- **Problem requirements**: From the Peloton article, copy the passage that begins at the words "She refers to" and stops after "deteriorate further ahead.", substituting "Senior executives" for "Top executives".

- **Document section**:
Eva Ados on Peloton: “One of the Worst Examples of Corporate Greed” | ETF Trends

Peloton (PTON) is a Sell

Eva Ados, COO and Chief Investment Strategist at ERShares, recently appeared on CNBC’s Three Stock Lunch to discuss the evident ‘corporate greed’ within Peloton’s management. Ados indicates the deep-rooted factors that are contributing to the downfall of Peloton.

Pandemic Darling becomes Corporate (Greed) Nightmare

She refers to Peloton as a ‘Covid Darling’ company struggling with growth now that the COVID restrictions are removed. Ados finds a correlation between their struggle to maintain growth with ‘corporate greed.’

“There was key insider trading of $500 million at the top of the market; $400 million in key executive compensation while they had $1.90 billion in losses. That’s why gross margin was dropping,” Ados stated during the interview.

Top executives reaped the benefits of this significant compensation, while employees and shareholders suffered the consequences. Nearly 3,000 employees were fired as a result. Ados expects future margins to deteriorate further ahead.

Peloton’s Transition to Offshore Manufacturing

Peloton also announced its plans to transition to third-party manufacturing to help lower costs and widen flexibility. Ados emphasizes that beyond Peloton’s initiatives to lower costs, the deteriorating fundamentals are related to the corporate culture it fosters. Corporate culture will not be restored for a long time.

- **Data extract**:

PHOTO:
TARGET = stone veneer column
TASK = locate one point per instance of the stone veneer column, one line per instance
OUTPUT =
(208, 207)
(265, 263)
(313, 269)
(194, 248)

- **Result**:
She refers to Peloton as a ‘Covid Darling’ company struggling with growth now that the COVID restrictions are removed. Ados finds a correlation between their struggle to maintain growth with ‘corporate greed.’

“There was key insider trading of $500 million at the top of the market; $400 million in key executive compensation while they had $1.90 billion in losses. That’s why gross margin was dropping,” Ados stated during the interview.

Senior executives reaped the benefits of this significant compensation, while employees and shareholders suffered the consequences. Nearly 3,000 employees were fired as a result. Ados expects future margins to deteriorate further ahead.